INFORMATION GIVEN:
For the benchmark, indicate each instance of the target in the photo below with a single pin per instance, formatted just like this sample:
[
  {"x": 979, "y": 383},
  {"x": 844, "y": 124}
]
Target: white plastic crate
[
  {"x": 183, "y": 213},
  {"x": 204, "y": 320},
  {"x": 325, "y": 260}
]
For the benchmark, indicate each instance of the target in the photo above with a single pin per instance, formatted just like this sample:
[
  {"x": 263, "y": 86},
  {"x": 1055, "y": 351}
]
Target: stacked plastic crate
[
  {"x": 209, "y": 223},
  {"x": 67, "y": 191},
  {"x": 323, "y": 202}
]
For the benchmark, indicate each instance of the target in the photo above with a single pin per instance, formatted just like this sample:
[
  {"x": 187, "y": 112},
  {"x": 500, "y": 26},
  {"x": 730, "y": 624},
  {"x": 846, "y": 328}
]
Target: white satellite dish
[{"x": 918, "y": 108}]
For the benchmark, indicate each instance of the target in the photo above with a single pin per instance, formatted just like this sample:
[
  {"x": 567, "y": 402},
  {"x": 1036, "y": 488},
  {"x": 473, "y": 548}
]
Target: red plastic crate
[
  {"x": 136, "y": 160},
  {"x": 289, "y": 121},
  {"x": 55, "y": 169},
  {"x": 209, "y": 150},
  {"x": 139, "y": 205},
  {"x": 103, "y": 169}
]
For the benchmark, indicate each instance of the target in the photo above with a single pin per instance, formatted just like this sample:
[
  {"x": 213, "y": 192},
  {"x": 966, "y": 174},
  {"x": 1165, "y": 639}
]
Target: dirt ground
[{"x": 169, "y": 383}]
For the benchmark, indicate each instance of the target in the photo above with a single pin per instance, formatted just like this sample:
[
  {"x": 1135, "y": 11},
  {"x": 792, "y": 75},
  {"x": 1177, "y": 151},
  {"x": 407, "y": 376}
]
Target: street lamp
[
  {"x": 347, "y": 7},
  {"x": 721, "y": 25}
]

WHAT YOU ARE ASKED TO DO: Reproduce all the records precisely.

EXERCISE RESPONSE:
For the benchmark, indicate each instance of the target in the photo below with a single pin per instance, formatted just like this sample:
[
  {"x": 979, "y": 383},
  {"x": 844, "y": 124}
]
Target: white plastic crate
[
  {"x": 183, "y": 213},
  {"x": 204, "y": 320},
  {"x": 325, "y": 260}
]
For the benchmark, indicate each instance of the target in the photo above with a single pin per instance, formatted just like this sample:
[
  {"x": 263, "y": 86},
  {"x": 1055, "y": 351}
]
Target: stacked plastic crate
[
  {"x": 209, "y": 223},
  {"x": 67, "y": 191},
  {"x": 323, "y": 202}
]
For the benchmark, indicate each instance of the target in the photo above with a single pin per instance, formatted just like this sample:
[
  {"x": 187, "y": 112},
  {"x": 500, "y": 26},
  {"x": 730, "y": 624},
  {"x": 846, "y": 328}
]
Target: white satellite dish
[{"x": 918, "y": 108}]
For the benchmark, indicate each instance of the target in the photo above with a single pin per instance, formatted just like this sample:
[
  {"x": 567, "y": 402},
  {"x": 1036, "y": 488},
  {"x": 473, "y": 548}
]
Target: red plastic crate
[
  {"x": 136, "y": 160},
  {"x": 289, "y": 121},
  {"x": 55, "y": 169},
  {"x": 209, "y": 150},
  {"x": 139, "y": 205},
  {"x": 103, "y": 169}
]
For the benchmark, indicate each instance of the target in the photo above with a single pin per instance, formatted just like this sample:
[
  {"x": 213, "y": 192},
  {"x": 966, "y": 174},
  {"x": 1165, "y": 639}
]
Target: dirt ground
[{"x": 169, "y": 383}]
For the benchmark, indicate each instance of the target in the photo above with a single pin per instance, formatted just like this sample:
[
  {"x": 1135, "y": 11},
  {"x": 792, "y": 75},
  {"x": 1177, "y": 151},
  {"x": 407, "y": 376}
]
Target: street lamp
[
  {"x": 347, "y": 7},
  {"x": 721, "y": 25}
]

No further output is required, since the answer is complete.